**Document section**
****************

That is my purpose. It is not about me. My purpose is a solution to a problem that grieved my spirit. I was genuinely tired of seeing people suffer and not have adequate resources to live a better life. My purpose was discovered through my passions and frustrations. I picked up and read The Purpose Driven Life almost 10 years ago, and it changed me forever. In the first chapter, the first 5 words stuck with me: “It is not about you.” I desire to help people that are the helpers. The ones that are overlooked and that everyone depends on. The leaders, the pastors, the teachers; they are my assignment. They are the ones I am called to serve.

****************

**Recorded data**
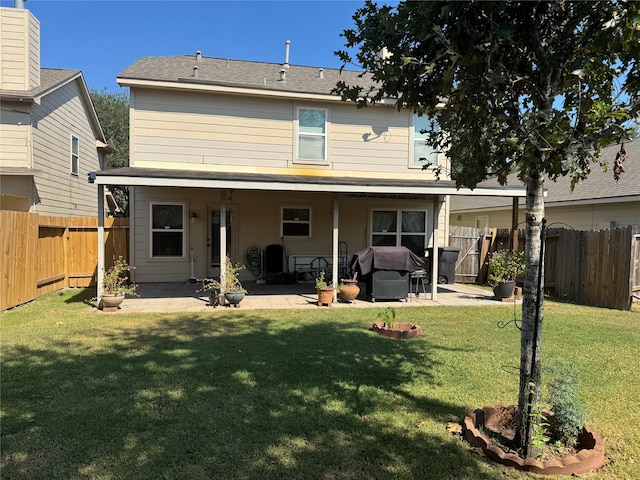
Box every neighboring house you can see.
[450,139,640,230]
[0,7,111,216]
[94,44,523,296]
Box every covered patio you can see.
[102,282,520,314]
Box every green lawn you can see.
[0,290,640,480]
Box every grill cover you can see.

****************

**Exercise requirements**
Please answer these questions using the passage about purpose:
(a) How long ago did the writer read The Purpose Driven Life?
(b) What were the first five words of its first chapter?
(c) Which three groups does the writer name as their assignment?

**Result of this exercise**
(a) Almost 10 years ago.
(b) "It is not about you."
(c) The leaders, the pastors, and the teachers.